▶ Exercise brief: Go through the data and report each line that holds the string "dark".

(Beginning of Records shown)

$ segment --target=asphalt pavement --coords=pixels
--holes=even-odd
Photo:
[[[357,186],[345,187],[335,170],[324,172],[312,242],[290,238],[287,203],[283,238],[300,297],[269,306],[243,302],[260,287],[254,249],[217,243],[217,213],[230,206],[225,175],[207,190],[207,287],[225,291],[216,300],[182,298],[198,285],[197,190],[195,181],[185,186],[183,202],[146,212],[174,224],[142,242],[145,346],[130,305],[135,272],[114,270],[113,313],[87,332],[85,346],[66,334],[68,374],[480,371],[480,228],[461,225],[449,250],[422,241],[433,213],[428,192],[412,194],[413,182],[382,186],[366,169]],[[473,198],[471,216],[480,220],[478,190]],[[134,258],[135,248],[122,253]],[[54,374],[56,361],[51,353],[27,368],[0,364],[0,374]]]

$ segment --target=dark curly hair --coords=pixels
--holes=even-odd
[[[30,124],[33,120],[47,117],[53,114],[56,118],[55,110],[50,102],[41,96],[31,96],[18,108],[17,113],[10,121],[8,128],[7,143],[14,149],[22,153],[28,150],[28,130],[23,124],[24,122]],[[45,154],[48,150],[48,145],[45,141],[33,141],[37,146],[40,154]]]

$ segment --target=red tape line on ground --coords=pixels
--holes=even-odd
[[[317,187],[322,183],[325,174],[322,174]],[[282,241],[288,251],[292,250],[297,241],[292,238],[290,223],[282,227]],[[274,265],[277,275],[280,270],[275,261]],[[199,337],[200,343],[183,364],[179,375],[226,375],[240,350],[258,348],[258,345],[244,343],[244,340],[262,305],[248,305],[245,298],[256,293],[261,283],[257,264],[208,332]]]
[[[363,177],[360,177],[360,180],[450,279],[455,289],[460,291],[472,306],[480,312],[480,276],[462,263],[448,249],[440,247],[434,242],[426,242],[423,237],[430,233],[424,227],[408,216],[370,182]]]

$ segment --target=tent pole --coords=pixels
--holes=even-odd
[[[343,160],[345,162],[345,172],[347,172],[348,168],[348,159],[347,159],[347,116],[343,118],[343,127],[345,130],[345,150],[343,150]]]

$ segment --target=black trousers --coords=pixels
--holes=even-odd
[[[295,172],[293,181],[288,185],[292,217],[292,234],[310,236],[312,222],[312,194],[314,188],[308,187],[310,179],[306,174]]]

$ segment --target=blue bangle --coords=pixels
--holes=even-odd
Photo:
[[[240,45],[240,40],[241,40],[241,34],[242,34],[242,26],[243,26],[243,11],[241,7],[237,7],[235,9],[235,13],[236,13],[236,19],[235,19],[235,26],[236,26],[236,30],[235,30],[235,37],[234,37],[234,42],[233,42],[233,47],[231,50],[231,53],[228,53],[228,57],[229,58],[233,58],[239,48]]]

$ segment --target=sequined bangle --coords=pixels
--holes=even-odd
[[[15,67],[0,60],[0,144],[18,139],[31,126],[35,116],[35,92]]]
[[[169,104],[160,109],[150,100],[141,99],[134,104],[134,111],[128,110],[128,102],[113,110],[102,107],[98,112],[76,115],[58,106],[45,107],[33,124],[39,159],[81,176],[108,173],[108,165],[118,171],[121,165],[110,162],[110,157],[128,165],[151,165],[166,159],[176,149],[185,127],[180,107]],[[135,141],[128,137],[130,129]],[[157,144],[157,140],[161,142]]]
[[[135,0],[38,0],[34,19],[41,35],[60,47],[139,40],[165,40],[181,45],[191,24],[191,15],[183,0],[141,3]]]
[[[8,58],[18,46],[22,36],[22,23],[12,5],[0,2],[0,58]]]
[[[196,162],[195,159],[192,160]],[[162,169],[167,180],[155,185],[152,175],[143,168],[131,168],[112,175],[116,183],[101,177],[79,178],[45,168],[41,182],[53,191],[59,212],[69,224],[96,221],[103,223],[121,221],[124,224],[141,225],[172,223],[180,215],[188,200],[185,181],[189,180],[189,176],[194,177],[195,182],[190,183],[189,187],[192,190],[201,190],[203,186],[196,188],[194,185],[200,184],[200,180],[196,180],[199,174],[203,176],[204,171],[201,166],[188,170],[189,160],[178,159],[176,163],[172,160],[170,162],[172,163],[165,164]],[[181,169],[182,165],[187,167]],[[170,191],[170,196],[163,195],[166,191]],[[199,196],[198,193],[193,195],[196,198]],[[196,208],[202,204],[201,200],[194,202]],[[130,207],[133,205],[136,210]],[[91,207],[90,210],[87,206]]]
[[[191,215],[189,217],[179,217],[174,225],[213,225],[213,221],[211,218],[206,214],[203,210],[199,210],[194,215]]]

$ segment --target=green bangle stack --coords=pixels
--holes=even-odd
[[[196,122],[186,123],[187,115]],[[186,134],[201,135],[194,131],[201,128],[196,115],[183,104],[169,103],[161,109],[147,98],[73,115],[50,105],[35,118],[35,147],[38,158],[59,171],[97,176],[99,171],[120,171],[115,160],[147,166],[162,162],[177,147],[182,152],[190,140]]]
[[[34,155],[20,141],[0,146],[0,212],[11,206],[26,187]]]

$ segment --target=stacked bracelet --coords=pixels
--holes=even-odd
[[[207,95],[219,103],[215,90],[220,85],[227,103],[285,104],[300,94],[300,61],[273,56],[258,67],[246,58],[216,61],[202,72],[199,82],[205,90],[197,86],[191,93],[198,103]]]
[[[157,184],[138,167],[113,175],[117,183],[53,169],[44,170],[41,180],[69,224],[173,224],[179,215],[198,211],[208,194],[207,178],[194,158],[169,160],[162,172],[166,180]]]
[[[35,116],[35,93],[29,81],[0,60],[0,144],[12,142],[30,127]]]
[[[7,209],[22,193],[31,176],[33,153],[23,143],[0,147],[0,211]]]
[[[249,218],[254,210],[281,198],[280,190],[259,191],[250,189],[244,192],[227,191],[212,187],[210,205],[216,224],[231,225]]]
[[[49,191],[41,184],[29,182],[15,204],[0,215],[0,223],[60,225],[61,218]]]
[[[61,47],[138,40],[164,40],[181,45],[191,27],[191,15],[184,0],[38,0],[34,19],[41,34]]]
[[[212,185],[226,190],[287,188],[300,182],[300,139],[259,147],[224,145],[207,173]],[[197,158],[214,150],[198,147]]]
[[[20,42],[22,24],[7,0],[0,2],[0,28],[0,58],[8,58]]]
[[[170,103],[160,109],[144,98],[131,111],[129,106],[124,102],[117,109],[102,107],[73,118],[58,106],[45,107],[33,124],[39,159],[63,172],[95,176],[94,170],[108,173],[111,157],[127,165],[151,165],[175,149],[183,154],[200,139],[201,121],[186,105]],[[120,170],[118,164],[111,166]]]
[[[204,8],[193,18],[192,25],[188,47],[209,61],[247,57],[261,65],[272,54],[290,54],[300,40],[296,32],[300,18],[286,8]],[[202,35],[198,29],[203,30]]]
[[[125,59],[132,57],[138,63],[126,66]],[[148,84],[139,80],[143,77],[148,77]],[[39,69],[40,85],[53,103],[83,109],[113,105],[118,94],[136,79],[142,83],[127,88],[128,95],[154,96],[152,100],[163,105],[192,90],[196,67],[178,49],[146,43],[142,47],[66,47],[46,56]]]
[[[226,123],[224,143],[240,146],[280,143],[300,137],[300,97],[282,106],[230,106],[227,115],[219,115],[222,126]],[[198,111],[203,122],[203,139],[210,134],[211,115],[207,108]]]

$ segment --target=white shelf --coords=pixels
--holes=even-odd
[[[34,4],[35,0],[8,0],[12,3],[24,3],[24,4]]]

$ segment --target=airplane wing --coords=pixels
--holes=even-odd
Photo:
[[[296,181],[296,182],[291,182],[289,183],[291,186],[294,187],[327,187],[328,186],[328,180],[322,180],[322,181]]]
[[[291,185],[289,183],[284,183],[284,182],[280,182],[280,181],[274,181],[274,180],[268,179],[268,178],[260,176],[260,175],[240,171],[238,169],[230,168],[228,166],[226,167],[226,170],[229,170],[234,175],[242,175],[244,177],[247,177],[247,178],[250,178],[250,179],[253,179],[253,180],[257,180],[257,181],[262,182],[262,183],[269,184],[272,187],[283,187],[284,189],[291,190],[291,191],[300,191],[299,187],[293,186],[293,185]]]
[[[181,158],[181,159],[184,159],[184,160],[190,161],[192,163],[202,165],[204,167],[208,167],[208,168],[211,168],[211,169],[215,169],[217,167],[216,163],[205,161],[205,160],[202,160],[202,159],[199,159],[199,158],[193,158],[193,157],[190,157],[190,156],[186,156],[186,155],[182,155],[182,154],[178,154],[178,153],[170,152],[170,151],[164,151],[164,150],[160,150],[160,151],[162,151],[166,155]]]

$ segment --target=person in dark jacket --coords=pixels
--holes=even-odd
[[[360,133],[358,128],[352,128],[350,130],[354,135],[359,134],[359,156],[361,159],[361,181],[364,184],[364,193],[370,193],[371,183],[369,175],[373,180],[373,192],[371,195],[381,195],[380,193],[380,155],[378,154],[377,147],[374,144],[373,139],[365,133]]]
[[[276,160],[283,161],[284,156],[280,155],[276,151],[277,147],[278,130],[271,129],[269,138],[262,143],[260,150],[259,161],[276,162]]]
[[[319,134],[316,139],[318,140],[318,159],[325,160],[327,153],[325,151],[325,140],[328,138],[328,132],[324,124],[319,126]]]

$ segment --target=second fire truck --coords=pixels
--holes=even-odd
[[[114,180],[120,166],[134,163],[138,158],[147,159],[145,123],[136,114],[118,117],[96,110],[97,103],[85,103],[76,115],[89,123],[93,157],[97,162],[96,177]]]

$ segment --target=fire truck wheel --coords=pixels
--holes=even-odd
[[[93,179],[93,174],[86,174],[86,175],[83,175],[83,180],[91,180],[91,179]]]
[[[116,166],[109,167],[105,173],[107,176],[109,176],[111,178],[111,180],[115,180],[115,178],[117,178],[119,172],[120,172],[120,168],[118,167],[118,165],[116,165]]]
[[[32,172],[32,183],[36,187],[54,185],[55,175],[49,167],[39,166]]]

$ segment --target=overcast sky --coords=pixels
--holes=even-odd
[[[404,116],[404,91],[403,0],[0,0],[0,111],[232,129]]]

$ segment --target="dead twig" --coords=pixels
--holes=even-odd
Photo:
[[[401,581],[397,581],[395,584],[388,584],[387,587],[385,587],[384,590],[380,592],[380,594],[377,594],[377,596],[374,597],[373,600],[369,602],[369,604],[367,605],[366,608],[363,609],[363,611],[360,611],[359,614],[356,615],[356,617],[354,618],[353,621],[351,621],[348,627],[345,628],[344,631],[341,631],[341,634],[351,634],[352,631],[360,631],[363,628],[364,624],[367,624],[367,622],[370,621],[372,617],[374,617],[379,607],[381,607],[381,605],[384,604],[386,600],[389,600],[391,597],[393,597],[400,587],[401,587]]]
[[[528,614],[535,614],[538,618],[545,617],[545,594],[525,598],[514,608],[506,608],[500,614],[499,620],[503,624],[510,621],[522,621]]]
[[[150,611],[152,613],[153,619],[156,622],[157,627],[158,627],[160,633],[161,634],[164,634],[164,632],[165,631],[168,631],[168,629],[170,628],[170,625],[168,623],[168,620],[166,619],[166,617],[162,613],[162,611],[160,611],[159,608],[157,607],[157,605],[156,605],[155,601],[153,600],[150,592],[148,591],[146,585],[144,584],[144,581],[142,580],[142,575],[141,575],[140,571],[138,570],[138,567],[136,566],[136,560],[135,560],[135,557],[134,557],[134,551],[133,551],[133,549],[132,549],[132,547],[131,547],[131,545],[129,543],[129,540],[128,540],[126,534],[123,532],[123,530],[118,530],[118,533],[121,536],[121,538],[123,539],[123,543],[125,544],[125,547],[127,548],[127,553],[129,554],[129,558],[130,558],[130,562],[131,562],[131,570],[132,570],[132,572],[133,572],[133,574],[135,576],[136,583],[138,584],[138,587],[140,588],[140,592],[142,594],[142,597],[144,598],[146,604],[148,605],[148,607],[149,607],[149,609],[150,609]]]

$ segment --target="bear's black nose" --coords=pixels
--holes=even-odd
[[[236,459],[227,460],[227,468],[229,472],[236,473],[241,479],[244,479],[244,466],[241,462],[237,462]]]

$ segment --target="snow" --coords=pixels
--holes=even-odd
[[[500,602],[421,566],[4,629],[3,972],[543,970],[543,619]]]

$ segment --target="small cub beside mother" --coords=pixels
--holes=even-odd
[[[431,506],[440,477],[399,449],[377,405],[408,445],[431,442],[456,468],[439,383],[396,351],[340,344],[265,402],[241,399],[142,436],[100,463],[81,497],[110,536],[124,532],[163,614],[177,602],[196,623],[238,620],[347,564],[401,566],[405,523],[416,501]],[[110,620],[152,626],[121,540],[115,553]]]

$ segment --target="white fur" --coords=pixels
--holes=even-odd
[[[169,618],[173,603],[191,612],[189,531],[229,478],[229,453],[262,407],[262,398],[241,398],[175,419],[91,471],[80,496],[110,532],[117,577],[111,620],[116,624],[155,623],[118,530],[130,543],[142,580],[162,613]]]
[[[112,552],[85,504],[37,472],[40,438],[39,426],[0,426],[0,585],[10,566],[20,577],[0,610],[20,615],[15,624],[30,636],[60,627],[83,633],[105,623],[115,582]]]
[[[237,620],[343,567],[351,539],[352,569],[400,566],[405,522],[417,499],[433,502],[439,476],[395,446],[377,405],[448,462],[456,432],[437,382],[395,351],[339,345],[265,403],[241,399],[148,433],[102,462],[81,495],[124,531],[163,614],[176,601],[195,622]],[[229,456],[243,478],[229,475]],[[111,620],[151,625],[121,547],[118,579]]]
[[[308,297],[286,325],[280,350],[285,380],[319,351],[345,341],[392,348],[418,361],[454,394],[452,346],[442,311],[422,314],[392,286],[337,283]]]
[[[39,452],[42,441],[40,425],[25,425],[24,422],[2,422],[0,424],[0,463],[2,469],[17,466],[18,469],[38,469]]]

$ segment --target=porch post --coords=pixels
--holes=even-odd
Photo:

(End of Records shown)

▶ Written answer:
$ segment --target=dark curly hair --coords=pixels
$ segment --target=person in dark jacket --coords=pixels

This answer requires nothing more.